### Requirement 1
Name every person mentioned by name in the excerpt about Johnson.
### Requirement 2
Carry the excerpt about Johnson forward, starting right after its final sentence.

### Source excerpt
And hard work was never a problem. A hard head was, though. Says Larry Sr., "He developed an attitude of I've-gotta-prove-I'm-beyond-acoach's-son. And that's stayed with him."

So Johnson will run the football as magically as anyone ever and stay as unhappy as he damn well pleases.

GULFS? JOHNSON doesn't see gulfs. He sees conspiracies. He sees politics. He sees old coaches, like Vermeil and Joe Paterno, whose ways are set, and he thinks, They can't handle me. They can't handle a guy whose punishing style leaves tacklers on the turf like footprints on hot tar and whose mouth is just as potent. They can't handle a guy who "challenges authority, then backs it up to make them look like asses," or who strives, however ineffectively, to "manipulate people until they understand where I'm coming from." They can't handle a guy who was on the bench. Again. Johnson was in his second year with the Chiefs, October 2004, and trapped in his worst gulf yet, not playing, often not even dressing for games. Every few nights, he'd hold his cell to his ear as Larry Sr. told him to hang in, but that wasn't working. Here he was, a first-round pick who'd come to camp on time and done everything the coaches asked, including playing on special teams, and what did it get him? Third string.

### Dataset section
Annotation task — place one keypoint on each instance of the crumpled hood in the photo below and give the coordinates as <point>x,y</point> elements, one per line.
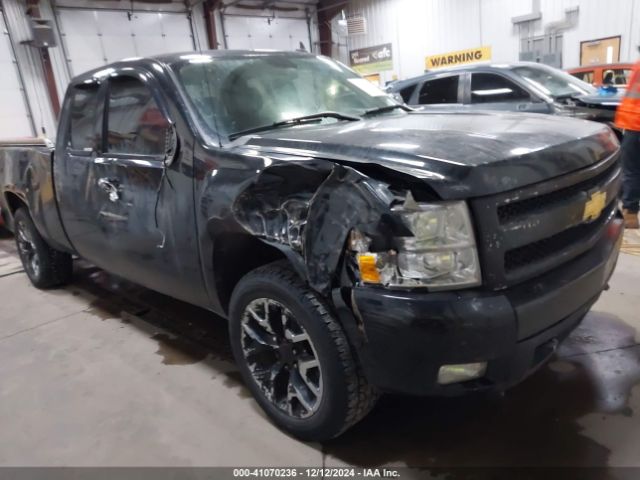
<point>460,155</point>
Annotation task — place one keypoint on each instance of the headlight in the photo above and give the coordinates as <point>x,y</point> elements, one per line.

### Right answer 1
Larry Sr., Johnson, Vermeil, Joe Paterno

### Right answer 2
Politics, Johnson decided. Just like it was politics in high school when he sat until his final year because the coaches wouldn't drop the senior atop the depth chart for the new coach's kid. Could it have been that the other guy had waited his turn? No, it was politics.

Same deal at Penn State. Did Johnson sit because the Lions had recruited three other tailbacks besides him? Or because he was constantly kicked out of practice for fighting? Or for saying that the playcalling was "too predictable"? Of course not. Politics.

In Kansas City, they'd drafted him despite already fielding perennial Pro Bowler Priest Holmes in his prime. Vermeil had wanted a defensive player; Peterson overruled him. A few days later, in the coach's office, Vermeil stared at Johnson, Larry Sr. at his side, and shook his head: "You've had a great career in college, but you'll be very fortunate if you can get a 40-yard run in the pros. It just doesn't happen."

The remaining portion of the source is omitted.